Given data —
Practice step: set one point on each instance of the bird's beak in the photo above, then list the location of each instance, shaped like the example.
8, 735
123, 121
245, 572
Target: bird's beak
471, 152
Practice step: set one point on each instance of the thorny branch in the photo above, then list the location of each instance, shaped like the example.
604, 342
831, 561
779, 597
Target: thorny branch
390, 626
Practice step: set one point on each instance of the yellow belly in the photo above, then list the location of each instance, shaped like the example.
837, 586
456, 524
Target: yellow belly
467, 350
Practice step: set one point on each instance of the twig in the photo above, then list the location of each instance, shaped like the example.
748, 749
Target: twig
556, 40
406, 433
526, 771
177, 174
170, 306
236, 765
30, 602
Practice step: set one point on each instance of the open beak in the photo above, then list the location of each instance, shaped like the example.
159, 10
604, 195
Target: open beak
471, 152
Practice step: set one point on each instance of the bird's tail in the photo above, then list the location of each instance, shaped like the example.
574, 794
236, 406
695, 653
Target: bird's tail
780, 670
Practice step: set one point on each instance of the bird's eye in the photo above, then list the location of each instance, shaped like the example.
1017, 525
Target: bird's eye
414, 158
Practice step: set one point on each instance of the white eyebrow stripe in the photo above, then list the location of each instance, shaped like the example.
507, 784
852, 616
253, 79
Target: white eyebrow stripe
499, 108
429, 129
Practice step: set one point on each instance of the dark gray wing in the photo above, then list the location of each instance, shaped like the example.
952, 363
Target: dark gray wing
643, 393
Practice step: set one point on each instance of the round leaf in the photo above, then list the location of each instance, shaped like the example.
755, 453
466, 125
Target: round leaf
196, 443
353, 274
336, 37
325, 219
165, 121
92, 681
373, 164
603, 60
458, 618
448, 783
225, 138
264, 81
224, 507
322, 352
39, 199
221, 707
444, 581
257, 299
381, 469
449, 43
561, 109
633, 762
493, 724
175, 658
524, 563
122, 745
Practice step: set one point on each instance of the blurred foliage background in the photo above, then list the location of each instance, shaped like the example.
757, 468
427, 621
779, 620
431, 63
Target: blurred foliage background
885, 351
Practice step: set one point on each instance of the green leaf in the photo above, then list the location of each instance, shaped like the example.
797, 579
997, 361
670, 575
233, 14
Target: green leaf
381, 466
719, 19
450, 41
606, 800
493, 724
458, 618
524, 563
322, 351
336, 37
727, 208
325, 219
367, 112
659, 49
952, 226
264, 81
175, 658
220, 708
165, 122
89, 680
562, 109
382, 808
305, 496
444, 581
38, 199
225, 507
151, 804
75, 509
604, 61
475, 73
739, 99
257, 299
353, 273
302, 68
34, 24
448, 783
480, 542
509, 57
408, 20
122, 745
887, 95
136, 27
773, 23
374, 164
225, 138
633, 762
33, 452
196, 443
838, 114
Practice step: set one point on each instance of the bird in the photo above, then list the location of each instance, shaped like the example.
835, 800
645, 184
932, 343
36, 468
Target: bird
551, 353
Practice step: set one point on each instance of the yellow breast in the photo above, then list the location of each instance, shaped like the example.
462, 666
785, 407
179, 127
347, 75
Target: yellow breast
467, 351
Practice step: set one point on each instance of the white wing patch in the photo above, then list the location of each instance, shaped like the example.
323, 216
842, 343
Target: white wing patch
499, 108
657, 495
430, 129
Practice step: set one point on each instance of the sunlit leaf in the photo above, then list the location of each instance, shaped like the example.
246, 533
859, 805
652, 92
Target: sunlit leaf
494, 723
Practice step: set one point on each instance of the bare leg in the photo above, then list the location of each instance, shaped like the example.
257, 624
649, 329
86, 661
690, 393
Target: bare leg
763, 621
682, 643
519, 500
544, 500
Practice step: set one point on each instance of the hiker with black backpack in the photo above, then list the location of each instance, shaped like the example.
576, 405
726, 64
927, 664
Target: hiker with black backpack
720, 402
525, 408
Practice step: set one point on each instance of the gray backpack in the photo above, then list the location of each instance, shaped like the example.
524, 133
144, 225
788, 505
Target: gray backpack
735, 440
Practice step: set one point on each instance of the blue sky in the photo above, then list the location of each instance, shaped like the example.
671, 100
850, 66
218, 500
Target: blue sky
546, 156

Work task —
Output the records above precisely.

Result of the exercise —
Practice step: set one point on each instance of the bird's beak in the photo above, then list the location of each instance, shaped like the example.
8, 735
123, 121
245, 572
Target: bird's beak
471, 152
Practice step: set one point on each instance of the thorny branch in the photo above, then list the location of each instance, shaped like the example.
604, 342
831, 561
779, 597
Target: thorny branch
390, 626
Practice step: set one point on each instance of the yellow belly in the photo above, then list the location of each instance, shaped like the example.
837, 586
456, 524
Target: yellow belly
467, 350
Practice step: set one point on each instance of the twig in the photo above, then list the location of each instance, shaped like the example.
748, 749
Target: twig
556, 40
406, 433
526, 771
177, 174
170, 306
236, 765
30, 602
Practice step: set one point on each instance of the open beak in the photo above, then list the location of each instance, shaped like the example.
159, 10
604, 195
Target: open beak
471, 152
Practice step: set one point on each instance of the bird's tail in the photo above, then list the location of each instance, shaped like the example.
574, 794
236, 406
695, 653
Target: bird's tail
780, 670
Practice step: set one point on each instance of the bird's eye in the photo above, then list the location of each instance, shaped like the example.
1017, 525
Target: bird's eye
414, 158
Practice step: set one point on each instance of the white eyebrow stripe in the photo above, then list the location of each instance, shaped like the example.
507, 784
852, 616
253, 79
Target: white eyebrow stripe
499, 108
429, 129
Practice step: set one point on each instance of the dark gray wing in the photo above, then list the location of each instance, shaped like the example.
952, 363
Target: dark gray wing
643, 393
Practice step: set one point on each instance of the round leaf in the photo above, then list the location of each instance, shaped like the example.
755, 453
466, 125
Target: round leaf
196, 443
353, 274
336, 37
325, 219
165, 121
92, 681
373, 164
603, 60
458, 618
448, 783
225, 138
264, 81
224, 507
322, 352
39, 199
221, 707
444, 581
257, 299
381, 469
449, 43
561, 109
633, 762
493, 724
175, 658
524, 563
122, 745
Practice step: set one point on each instance of the blurred foliage background in the photo above, then list the location of each instance, shaped like the example.
757, 468
427, 621
779, 620
431, 63
Target: blurred foliage background
885, 351
Practice step: set one point on each instance of the green leaf in the photo above, then list the location of each instance, shaped like the example.
797, 579
997, 361
670, 575
233, 14
Target: green leaf
381, 466
719, 19
450, 41
606, 800
493, 724
458, 618
524, 563
322, 351
336, 37
727, 208
325, 219
367, 112
659, 49
952, 226
264, 81
175, 658
220, 708
165, 122
89, 680
562, 109
382, 808
305, 496
444, 581
38, 199
225, 507
151, 804
75, 509
604, 61
475, 73
739, 99
257, 299
353, 273
302, 68
34, 24
448, 783
480, 542
509, 57
408, 20
122, 745
887, 95
136, 27
773, 23
374, 164
225, 138
633, 762
33, 452
196, 443
838, 114
Practice step: set one point on each instance of the bird in the photo above, then list the location of each instance, shaped like the example.
835, 800
645, 184
932, 343
36, 468
Target: bird
551, 353
Practice step: set one point on each instance of the yellow breast in the photo above, then list the location of each instance, shaped like the example.
462, 666
785, 407
179, 127
347, 75
Target: yellow breast
467, 351
Practice step: set one point on each instance of the white wing patch in the photo above, then list the location of each instance, shaped like the example.
323, 216
842, 343
Target: white wing patch
499, 108
657, 495
430, 129
Practice step: set one point on each instance of the sunlit leaf in the photo above, then list the location of each instance, shaped like the example.
246, 533
859, 805
652, 92
Target: sunlit leaf
494, 723
Practice step: set one point on each instance of the bare leg in the photo above, then list the location of each instance, shaped like the example.
257, 624
649, 329
86, 661
690, 393
Target: bare leg
763, 621
682, 643
519, 500
544, 500
Practice step: set one point on each instance of the hiker with black backpack in the photo above, then list the location of each instance, shaped like the example.
576, 405
726, 64
927, 664
Target: hiker with black backpack
720, 402
525, 408
Practice step: set one point on each instance of the gray backpack in the photo above, then list the location of each instance, shaped like the example.
524, 133
144, 225
788, 505
Target: gray backpack
735, 440
Practice step: set one point on each instance of the blue sky in the photo above, then list the location of each instance, shaped like the example.
671, 100
850, 66
218, 500
Target: blue sky
546, 156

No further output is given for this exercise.